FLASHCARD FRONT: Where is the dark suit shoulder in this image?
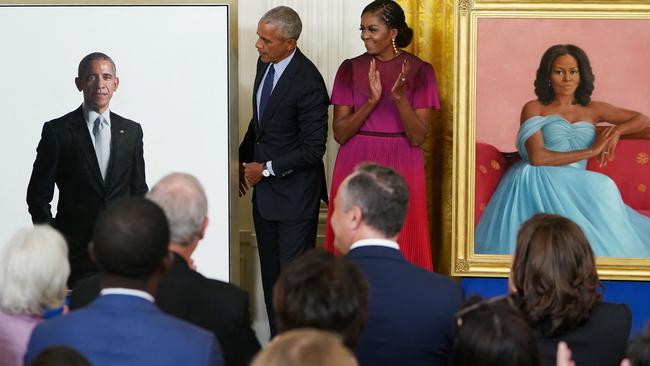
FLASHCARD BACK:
[292,49,325,84]
[537,301,632,365]
[45,107,85,128]
[111,111,140,126]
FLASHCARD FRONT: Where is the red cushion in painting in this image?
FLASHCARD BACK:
[474,142,507,225]
[587,140,650,216]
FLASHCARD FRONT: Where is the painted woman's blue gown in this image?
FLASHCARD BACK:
[474,115,650,257]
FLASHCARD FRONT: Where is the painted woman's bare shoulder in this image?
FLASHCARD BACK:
[519,99,543,123]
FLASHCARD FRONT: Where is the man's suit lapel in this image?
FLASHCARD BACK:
[70,107,104,194]
[104,112,127,188]
[260,48,303,134]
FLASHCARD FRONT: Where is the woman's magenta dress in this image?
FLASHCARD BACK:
[325,52,440,270]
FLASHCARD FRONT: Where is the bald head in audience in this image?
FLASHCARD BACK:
[92,198,171,295]
[147,173,208,262]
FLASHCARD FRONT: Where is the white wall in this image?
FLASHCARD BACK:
[0,6,229,279]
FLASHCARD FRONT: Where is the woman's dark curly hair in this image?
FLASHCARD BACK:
[273,250,368,350]
[361,0,413,48]
[511,214,600,337]
[535,44,594,106]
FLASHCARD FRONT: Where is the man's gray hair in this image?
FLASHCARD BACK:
[77,52,117,77]
[260,6,302,40]
[341,163,409,238]
[0,225,70,315]
[147,173,208,245]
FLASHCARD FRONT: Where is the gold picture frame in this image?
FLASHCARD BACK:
[451,0,650,280]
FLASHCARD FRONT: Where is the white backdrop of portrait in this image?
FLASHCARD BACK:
[0,5,236,280]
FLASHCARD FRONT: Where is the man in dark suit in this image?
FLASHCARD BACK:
[70,173,260,366]
[25,198,223,366]
[239,6,329,334]
[331,164,463,366]
[27,52,147,285]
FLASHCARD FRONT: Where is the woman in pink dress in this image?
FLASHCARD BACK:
[325,0,440,270]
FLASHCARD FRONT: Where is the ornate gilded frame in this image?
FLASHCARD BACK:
[451,0,650,280]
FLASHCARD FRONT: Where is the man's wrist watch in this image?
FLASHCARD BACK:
[262,163,271,178]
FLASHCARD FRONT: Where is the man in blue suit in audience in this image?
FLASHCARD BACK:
[25,198,223,366]
[331,164,463,366]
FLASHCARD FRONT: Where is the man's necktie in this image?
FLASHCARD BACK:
[257,64,275,124]
[93,117,111,180]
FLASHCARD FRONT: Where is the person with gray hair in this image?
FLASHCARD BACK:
[0,225,70,366]
[331,163,463,366]
[251,328,359,366]
[70,173,260,366]
[27,52,148,287]
[239,6,329,335]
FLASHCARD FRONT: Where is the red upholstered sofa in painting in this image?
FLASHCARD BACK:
[474,140,650,225]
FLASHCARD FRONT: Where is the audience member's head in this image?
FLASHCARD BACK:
[510,214,600,336]
[621,322,650,366]
[29,346,91,366]
[251,329,358,366]
[147,173,208,247]
[92,197,169,284]
[0,225,70,315]
[331,163,409,254]
[450,297,541,366]
[273,250,368,349]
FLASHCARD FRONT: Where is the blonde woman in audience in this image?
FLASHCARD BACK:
[251,328,359,366]
[510,214,631,365]
[0,225,70,366]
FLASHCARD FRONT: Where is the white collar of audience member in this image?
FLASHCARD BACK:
[101,287,154,302]
[350,239,399,250]
[82,103,111,126]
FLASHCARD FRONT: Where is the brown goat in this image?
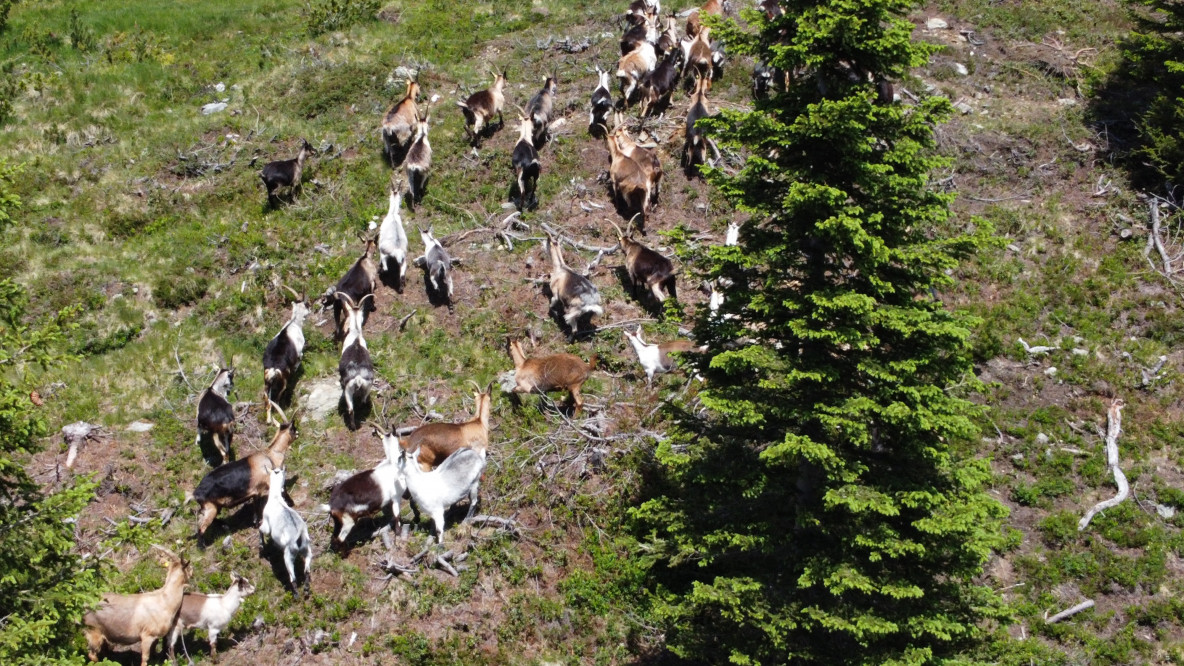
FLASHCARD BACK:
[382,77,419,168]
[186,417,297,544]
[399,383,493,472]
[456,71,506,143]
[82,546,189,666]
[502,339,597,414]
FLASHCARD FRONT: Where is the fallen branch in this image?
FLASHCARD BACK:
[1044,598,1094,625]
[1077,398,1131,532]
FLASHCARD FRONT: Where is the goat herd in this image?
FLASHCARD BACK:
[84,0,780,664]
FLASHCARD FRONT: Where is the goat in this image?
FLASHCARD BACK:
[526,75,559,147]
[543,233,604,338]
[321,237,378,340]
[168,574,255,662]
[407,95,439,206]
[259,467,313,595]
[382,73,419,168]
[456,70,506,145]
[617,41,658,108]
[82,545,189,666]
[610,220,676,303]
[263,292,311,425]
[401,383,493,469]
[186,417,297,545]
[329,428,407,547]
[641,43,683,116]
[623,326,707,386]
[510,116,542,211]
[399,440,485,544]
[416,228,452,312]
[197,367,234,463]
[588,66,612,136]
[259,139,316,205]
[502,339,597,414]
[378,187,407,294]
[337,294,374,424]
[682,78,719,178]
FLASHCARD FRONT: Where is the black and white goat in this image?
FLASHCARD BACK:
[337,294,374,427]
[510,116,542,211]
[378,187,407,294]
[259,139,316,205]
[416,228,453,312]
[329,427,407,549]
[263,292,311,425]
[259,467,313,595]
[197,367,234,463]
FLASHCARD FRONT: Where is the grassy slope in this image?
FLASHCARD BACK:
[0,0,1184,664]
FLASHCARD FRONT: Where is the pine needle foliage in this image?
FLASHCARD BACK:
[632,0,1005,665]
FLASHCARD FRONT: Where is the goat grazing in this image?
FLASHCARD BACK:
[510,112,542,211]
[82,546,189,666]
[197,367,234,463]
[456,71,506,145]
[526,75,559,148]
[543,233,604,338]
[321,237,378,340]
[168,574,255,662]
[259,139,316,205]
[382,75,419,168]
[259,467,313,595]
[263,292,311,425]
[623,326,707,386]
[401,383,493,469]
[588,68,612,136]
[502,340,596,414]
[329,427,407,549]
[399,440,485,544]
[337,294,374,427]
[407,95,439,207]
[416,228,452,312]
[186,418,297,545]
[378,187,407,294]
[610,220,677,303]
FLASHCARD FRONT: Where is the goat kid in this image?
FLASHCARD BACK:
[399,440,485,544]
[82,546,189,666]
[337,294,374,425]
[263,292,311,425]
[259,467,313,596]
[197,367,234,463]
[186,417,297,546]
[456,71,506,145]
[397,383,493,469]
[259,139,316,205]
[502,339,597,415]
[168,574,255,662]
[510,116,542,211]
[378,187,407,294]
[543,234,601,338]
[622,326,707,386]
[382,73,419,168]
[329,427,407,549]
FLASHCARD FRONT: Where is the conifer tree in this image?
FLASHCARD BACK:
[633,0,1005,666]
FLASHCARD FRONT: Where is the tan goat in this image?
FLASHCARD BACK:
[82,546,189,666]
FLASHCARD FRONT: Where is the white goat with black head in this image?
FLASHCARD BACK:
[263,292,311,425]
[259,467,313,595]
[378,187,407,294]
[337,294,374,427]
[416,228,453,312]
[197,367,234,463]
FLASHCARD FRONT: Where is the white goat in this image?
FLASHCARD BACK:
[259,467,313,594]
[168,574,255,661]
[399,447,485,544]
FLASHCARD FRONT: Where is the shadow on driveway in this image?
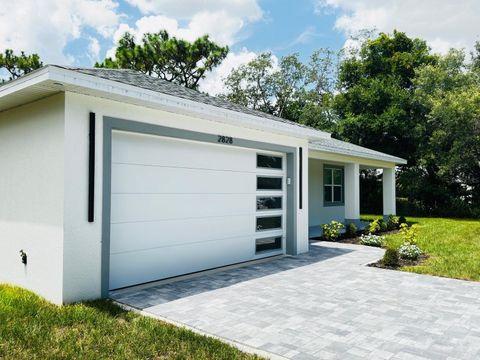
□ □ □ □ □
# Task description:
Convert every line of the items above into a JSON list of strings, one string per line, with blank lines skipped and the pictures left out.

# Answer in full:
[
  "FLASHCARD FRONT: Where is the dark suit shoulder in this image?",
  "FLASHCARD BACK:",
  "[292,49,325,84]",
  "[537,301,632,365]",
  "[45,107,85,128]",
  "[111,111,140,126]",
  "FLASHCARD FRONT: Where is the red cushion in painting in this image?",
  "FLASHCARD BACK:",
  "[474,142,507,225]",
  "[587,140,650,216]",
  "FLASHCARD FRONT: Where is the painted woman's blue gown in this image?",
  "FLASHCARD BACK:",
  "[474,115,650,257]",
  "FLASHCARD FRONT: Where is the painted woman's bare shoulder in this image?",
  "FLASHCARD BACK:",
  "[519,99,543,123]",
  "FLASHCARD FRONT: Where is the man's suit lapel in this image?",
  "FLASHCARD BACK:",
  "[70,107,104,194]",
  "[104,112,127,188]",
  "[260,48,303,134]",
  "FLASHCARD FRONT: Where is the woman's magenta dress in this image?",
  "FLASHCARD BACK:",
  "[325,52,440,270]",
  "FLASHCARD FRONT: Where is the bald head in audience in this image?",
  "FLASHCARD BACK:",
  "[92,198,171,295]",
  "[147,173,208,262]",
  "FLASHCARD FRONT: Where is the white wall in this image?",
  "FLASHCARD BACK:",
  "[0,6,229,279]",
  "FLASHCARD FRONT: Where is the woman's dark curly hair in this image?",
  "FLASHCARD BACK:",
  "[273,250,368,350]",
  "[361,0,413,48]",
  "[511,214,600,337]",
  "[535,44,594,106]",
  "FLASHCARD FRONT: Where is the man's gray hair in this image?",
  "FLASHCARD BACK:",
  "[77,52,117,77]",
  "[260,6,302,40]",
  "[341,163,409,238]",
  "[0,225,70,315]",
  "[147,173,208,245]",
  "FLASHCARD FRONT: Where is the gold picture frame in this image?",
  "FLASHCARD BACK:",
  "[451,0,650,280]",
  "FLASHCARD FRONT: Where is the white backdrop of portrait in this image?",
  "FLASHCARD BACK:",
  "[0,5,236,280]",
  "FLASHCARD FRONT: Where is the man in dark suit in this image?",
  "FLASHCARD BACK:",
  "[70,173,260,366]",
  "[25,198,223,366]",
  "[239,6,329,334]",
  "[331,164,463,366]",
  "[27,52,147,285]",
  "FLASHCARD FRONT: Where is the woman in pink dress in this image?",
  "FLASHCARD BACK:",
  "[325,0,440,270]",
  "FLASHCARD FRONT: Where is the ornate gilded frame in this image?",
  "FLASHCARD BACK:",
  "[451,0,650,280]",
  "FLASHCARD FRONT: Where is the man's wrist watch in this image?",
  "FLASHCARD BACK:",
  "[262,163,271,178]",
  "FLASHCARD FRONT: Where is the man in blue suit in audience in this image?",
  "FLASHCARD BACK:",
  "[25,198,223,366]",
  "[331,164,463,366]",
  "FLASHCARD FRONT: Where is the man's necktie in this image?",
  "FLASHCARD BACK:",
  "[257,64,275,124]",
  "[93,117,111,180]",
  "FLASHCARD FRONT: Where is the person with gray hair in this image?",
  "FLASHCARD BACK:",
  "[0,225,70,366]",
  "[331,163,463,366]",
  "[251,328,359,366]",
  "[70,173,260,366]",
  "[27,52,148,287]",
  "[239,6,329,335]",
  "FLASHCARD FRONT: Where is the red upholstered sofa in painting in this image?",
  "FLASHCARD BACK:",
  "[474,140,650,225]",
  "FLASHCARD FRONT: Where is the audience member's head in this image?",
  "FLASHCARD BACK:",
  "[510,214,600,336]",
  "[621,322,650,366]",
  "[29,346,91,366]",
  "[251,329,358,366]",
  "[147,173,208,247]",
  "[92,197,169,284]",
  "[0,225,70,315]",
  "[331,163,409,254]",
  "[450,297,541,366]",
  "[273,250,368,349]",
  "FLASHCARD FRONT: Where is the blonde woman in audience in this image?",
  "FLASHCARD BACK:",
  "[251,328,359,366]",
  "[510,214,631,365]",
  "[0,225,70,366]",
  "FLASHCARD FRONT: Where is the white collar of audience member in this image?",
  "FLASHCARD BACK:",
  "[101,287,154,302]",
  "[350,239,399,250]",
  "[82,103,111,126]",
  "FLASHCARD FRONT: Where is the brown goat in this image?",
  "FLASHCARD BACK:",
  "[382,77,419,168]",
  "[186,417,297,544]",
  "[399,383,493,472]",
  "[456,71,506,143]",
  "[82,546,189,666]",
  "[502,339,597,414]",
  "FLASHCARD FRONT: Where is the fallen branch in this image?",
  "FLASHCARD BACK:",
  "[1044,598,1094,625]",
  "[1077,398,1131,532]",
  "FLASHCARD FRONT: Where is the goat herd in this image?",
  "FLASHCARD BACK:",
  "[84,0,780,664]",
  "FLASHCARD FRONT: Where is the goat in this image?",
  "FLASHCARD BACK:",
  "[526,75,559,147]",
  "[543,233,604,338]",
  "[321,237,378,340]",
  "[168,574,255,662]",
  "[407,95,439,206]",
  "[259,467,313,595]",
  "[382,73,419,168]",
  "[456,70,506,145]",
  "[617,41,658,108]",
  "[82,545,189,666]",
  "[610,220,676,303]",
  "[263,292,311,425]",
  "[401,383,493,469]",
  "[186,417,297,545]",
  "[329,428,407,547]",
  "[641,43,683,116]",
  "[623,326,707,386]",
  "[510,116,542,211]",
  "[399,440,485,544]",
  "[416,228,452,312]",
  "[197,367,234,463]",
  "[588,66,612,136]",
  "[259,139,316,205]",
  "[502,339,597,414]",
  "[378,187,407,294]",
  "[337,294,374,424]",
  "[682,78,719,178]",
  "FLASHCARD FRONT: Where is the black and white goat in this image?",
  "FLASHCARD BACK:",
  "[337,294,374,427]",
  "[510,116,542,211]",
  "[378,187,407,294]",
  "[259,139,316,205]",
  "[416,228,453,312]",
  "[329,427,407,549]",
  "[263,292,311,425]",
  "[259,467,313,595]",
  "[197,367,234,463]",
  "FLASHCARD FRONT: Where is the grassy slope in this image?",
  "FLASHCARD BACK:",
  "[0,0,1184,664]",
  "FLASHCARD FRONT: Where is the pine needle foliage in this image?",
  "FLASHCARD BACK:",
  "[632,0,1005,665]",
  "FLASHCARD FRONT: Where is the goat grazing in this image?",
  "FLASHCARD BACK:",
  "[510,112,542,211]",
  "[82,546,189,666]",
  "[197,367,234,463]",
  "[456,71,506,145]",
  "[526,75,559,148]",
  "[543,233,604,338]",
  "[321,237,378,340]",
  "[168,574,255,662]",
  "[259,139,316,205]",
  "[382,75,419,168]",
  "[259,467,313,595]",
  "[263,292,311,425]",
  "[623,326,707,386]",
  "[401,383,493,469]",
  "[588,68,612,136]",
  "[502,340,596,414]",
  "[329,427,407,549]",
  "[399,440,485,544]",
  "[337,294,374,427]",
  "[407,95,439,207]",
  "[416,228,452,312]",
  "[186,418,297,545]",
  "[378,187,407,294]",
  "[610,220,677,303]",
  "FLASHCARD FRONT: Where is the goat kid in this image?",
  "FLASHCARD BACK:",
  "[399,440,485,544]",
  "[82,546,189,666]",
  "[337,294,374,425]",
  "[263,292,311,425]",
  "[259,467,313,596]",
  "[197,367,234,463]",
  "[186,417,297,546]",
  "[456,71,506,145]",
  "[397,383,493,469]",
  "[259,139,316,205]",
  "[502,339,597,415]",
  "[168,574,255,662]",
  "[510,116,542,211]",
  "[378,187,407,294]",
  "[543,234,601,338]",
  "[622,326,707,386]",
  "[382,73,419,168]",
  "[329,427,407,549]",
  "FLASHCARD FRONT: Where is the conifer tree in this image?",
  "FLASHCARD BACK:",
  "[633,0,1005,666]",
  "FLASHCARD FRONT: Where is the tan goat in this image?",
  "FLASHCARD BACK:",
  "[82,546,189,666]",
  "FLASHCARD FRONT: Where is the white goat with black head in this image?",
  "FLASHCARD BACK:",
  "[263,292,311,425]",
  "[259,467,313,595]",
  "[378,187,407,294]",
  "[337,294,374,427]",
  "[416,228,453,312]",
  "[197,367,234,463]",
  "FLASHCARD FRONT: Where is the white goat in this image?",
  "FLASHCARD BACK:",
  "[259,467,313,594]",
  "[168,574,255,661]",
  "[399,447,485,544]",
  "FLASHCARD FRONT: Where is the shadow on driveway in this image?"
]